| Your task |
Could you reproduce the material below exactly, from the line containing "locate the aluminum" through its last line, and leave out everything else?

--------------------------------

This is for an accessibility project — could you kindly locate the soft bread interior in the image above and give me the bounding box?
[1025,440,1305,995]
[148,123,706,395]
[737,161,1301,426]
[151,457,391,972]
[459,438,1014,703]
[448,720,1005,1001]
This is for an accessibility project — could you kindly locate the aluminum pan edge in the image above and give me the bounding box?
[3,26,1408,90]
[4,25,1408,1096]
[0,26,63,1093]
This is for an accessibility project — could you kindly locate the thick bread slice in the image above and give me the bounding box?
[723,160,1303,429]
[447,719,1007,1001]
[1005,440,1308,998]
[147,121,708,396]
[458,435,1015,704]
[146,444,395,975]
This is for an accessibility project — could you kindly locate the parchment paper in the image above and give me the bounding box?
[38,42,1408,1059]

--------------------------------

| Answer |
This is for an accessibility project — could you kindly locate the aluminum pan edge in the image above and give me the bounding box?
[3,26,1408,90]
[4,25,1408,1096]
[0,26,63,1093]
This is for an accessibility project — could you kindly locate the thick bread slice in the image above and give me the bounding box?
[723,160,1303,429]
[447,719,1007,1001]
[1005,440,1308,998]
[147,121,708,396]
[458,435,1015,704]
[146,444,395,975]
This is for an accessibility project — could you kindly locate the parchment paper in the image above and give me the bounding box?
[38,42,1408,1059]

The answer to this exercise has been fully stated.